A Greek court has sentenced Tal Dilian, the founder of the Intellexa spyware consortium, to eight years in prison for illegal wiretapping and privacy violations tied to the Predator surveillance platform. Three associates were also convicted. The ruling stems from the scandal widely known as “Greek Watergate,” which exposed the targeting of politicians, journalists, business leaders, and senior officials. The court stayed the sentences pending appeal and ordered further investigation, but the verdict marks a watershed moment for accountability in the commercial spyware trade.
A Rare Legal First For The Spyware Industry
Policy researchers and digital rights groups say this is the first known case in which executives behind a modern commercial spyware vendor have received prison terms over abuses of their technology. It goes beyond the fines, export blacklists, and corporate collapses that have followed previous scandals involving firms such as Hacking Team or the Pegasus-maker NSO Group. By imposing criminal penalties, Greece’s judiciary is signaling that the makers of surveillance software can face personal liability when their tools are used to violate privacy and communications secrecy.

The decision also lands amid intensifying international pressure on the spyware ecosystem. The U.S. Treasury has sanctioned entities within the Intellexa network and key figures linked to Predator, and the Commerce Department has imposed export restrictions on related companies. The European Parliament’s PEGA committee has urged tighter oversight and guardrails after documenting widespread abuses of mercenary spyware across the bloc.
Inside The Greek Watergate Surveillance Scandal
The case traces back to revelations that opposition politicians and investigative reporters were targeted with Predator, including PASOK leader Nikos Androulakis and journalist Thanasis Koukakis. Forensic work by Citizen Lab and Amnesty International’s Security Lab helped uncover infection attempts using booby-trapped links delivered via messaging apps and SMS. In parallel, Greece’s communications watchdog ADAE documented state wiretapping practices that sparked broader scrutiny of oversight and due process.
What set Greece apart was the apparent convergence of commercial spyware and domestic interception authorities, testing the limits of legal surveillance frameworks. Reporters Without Borders has repeatedly flagged Greece’s press freedom climate, citing intimidation and surveillance risks for journalists. The Predator disclosures crystallized concerns that opaque surveillance markets can undermine democratic institutions if procurement, deployment, and oversight are not rigorously controlled.
◇ ◇ ◇
(WORK INSTRUCTION 1): In the article on the Greek spyware ruling, translate this sentence into Spanish: "The court stayed the sentences pending appeal and ordered further investigation, but the verdict marks a watershed moment for accountability in the commercial spyware trade."
(WORK INSTRUCTION 2): Write the next part of the article on the Greek spyware ruling, picking up right after its last sentence.

(DATA SECTION):
◇ ◇ ◇
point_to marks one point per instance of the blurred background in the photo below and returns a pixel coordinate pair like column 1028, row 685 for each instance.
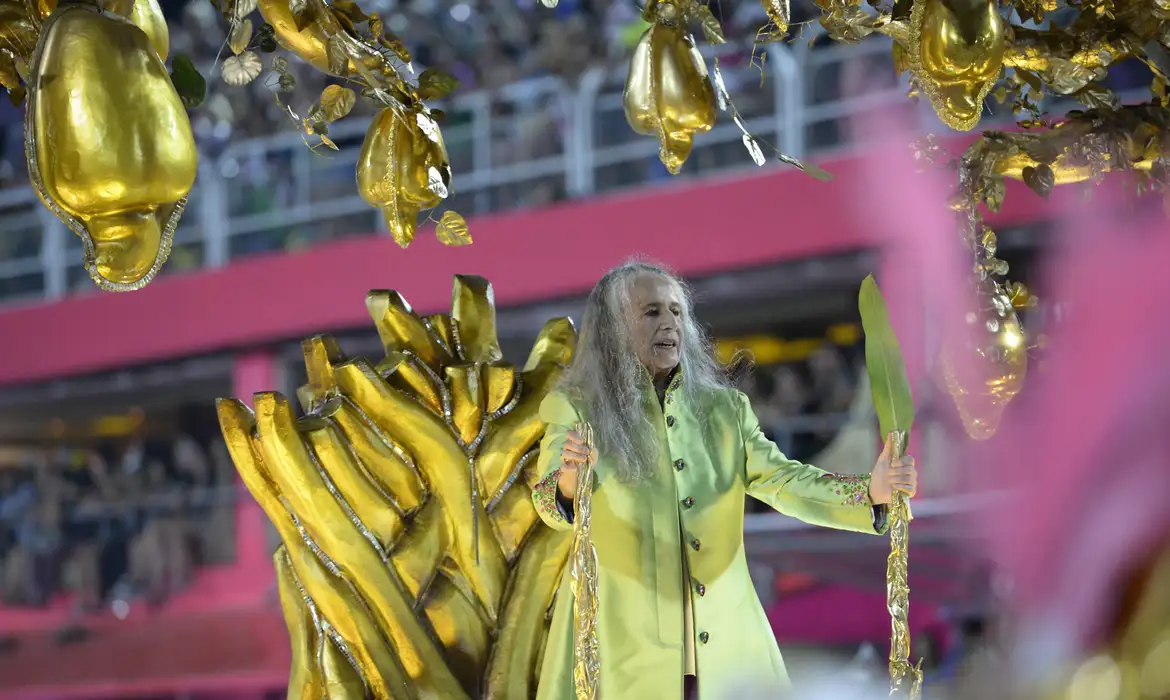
◇ ◇ ◇
(OUTPUT 1): El tribunal suspendió las condenas a la espera de la apelación y ordenó una investigación adicional, pero el veredicto marca un momento decisivo para la rendición de cuentas en el comercio de software espía comercial.

(OUTPUT 2):
Who Was Sentenced And For What In Greece
Beyond Dilian, the court sentenced business partner Sara Aleksandra Fayssal Hamou, former Intellexa deputy administrator and shareholder Felix Bitzios, and entrepreneur Yiannis Lavranos, whose company had links to Intellexa. The charges centered on illegal wiretapping and violations of personal data protections. While the sentences were stayed pending appeal, the court’s directive to continue probing the network’s activities suggests more revelations—and potential legal exposure—could still emerge.

Intellexa’s Predator is designed to covertly take control of smartphones, enabling the extraction of messages, call logs, and files while potentially activating the camera and microphone without a user’s knowledge. According to public statements by U.S. officials and evidence gathered by independent researchers, Predator has been deployed against journalists, political figures, and civil society targets, including attempts involving Americans. Those findings helped galvanize sanctions and a growing movement to curb government purchases of mercenary spyware.
Why This Verdict Resonates Beyond Greece
The ruling sets a concrete precedent that may reshape risk calculations across a lucrative but increasingly embattled industry. Investors and executives in surveillance tech now face a starker warning: legal liability may not stop at corporate entities. Lawmakers in Europe are advancing reforms through measures such as the European Media Freedom Act, while in the U.S., an executive order limits federal use of commercial spyware tied to human rights abuses or threats to national security. Together, these steps are narrowing the operating space for tools whose misuse can chill speech and distort democratic processes.
For Greece, the verdict could mark a turning point in restoring trust. Whether it does will hinge on the appeals process, the scope of ongoing investigations, and transparent reforms that clearly separate legitimate, court-authorized surveillance from illicit hacking. For the rest of the world, the message is unambiguous: states and contractors cannot rely on legal gray zones to shield them from accountability when surveillance crosses the line.
What To Watch Next In The Predator Spyware Case
Expect appeals to test the strength of the convictions and the evidentiary chains between developers, resellers, and operators. Watch for further actions from EU institutions and privacy regulators, including ADAE, and for additional sanctions or procurement bans from the U.S. and allied governments. Civil society groups like Citizen Lab, Amnesty International, and Reporters Without Borders will continue to surface technical evidence and support victims—an essential check in a domain where secrecy often outpaces accountability.